Bloco de texto:

################

2.      Como sair do dilema: a salvações não-cristãs se são autênticas relativizam a salvação cristã, ou se não são autênticas então não passam de mentiras ou quimera!
A solução do dilema não pode ser resolvida sem primeiramente empreendermos uma verdadeira transmutação das questões até então elencadas para construir uma equilibrada saída. Primeiro é preciso deixar claro que a salvação cristã não só acontece por meio de Deus, mas acontece em Deus. Deus mesmo é a salvação do ser humano. A realização do ser humano não somente através de Deus e sim é Deus mesmo a sua felicidade. Deus é assim realidade final da salvação cristã, e não apenas como sua causa instrumental.
Essa salvação, todavia não é algo futurista e para o pós-morte. Ela é essa autocomunicação de Deus na vida e na história que atinge o ser humano em todas as suas dimensões e abri-o ao escaton numa unidade entre o Reino celeste e a construção dos meios aqui e agora.  
Ora, se já falamos que a salvação cristã está ligada a realidade do ser humano, se esta salvação é vontade universal de Deus para todos os homens e mulheres então a realidade da salvação deverá atingir a todas as experiências de salvação. Ora, a salvação é vivida na história e a história é limitada pelo contexto como afirmar que a salvação cristã é a única verdadeira se ela não abarca a totalidade das experiências humanas?

################

Registros fornecidos:

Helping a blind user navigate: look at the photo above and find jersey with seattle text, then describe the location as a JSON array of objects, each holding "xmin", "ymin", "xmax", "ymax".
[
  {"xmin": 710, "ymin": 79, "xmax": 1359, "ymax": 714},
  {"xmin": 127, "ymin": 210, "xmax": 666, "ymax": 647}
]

################

Cite sem alterações o trecho do texto sobre a salvação cristã que vai de "2.      Como sair" até "sua causa instrumental.". Os registros não têm nenhuma relação com o texto.

Resultado final:
2.      Como sair do dilema: a salvações não-cristãs se são autênticas relativizam a salvação cristã, ou se não são autênticas então não passam de mentiras ou quimera!
A solução do dilema não pode ser resolvida sem primeiramente empreendermos uma verdadeira transmutação das questões até então elencadas para construir uma equilibrada saída. Primeiro é preciso deixar claro que a salvação cristã não só acontece por meio de Deus, mas acontece em Deus. Deus mesmo é a salvação do ser humano. A realização do ser humano não somente através de Deus e sim é Deus mesmo a sua felicidade. Deus é assim realidade final da salvação cristã, e não apenas como sua causa instrumental.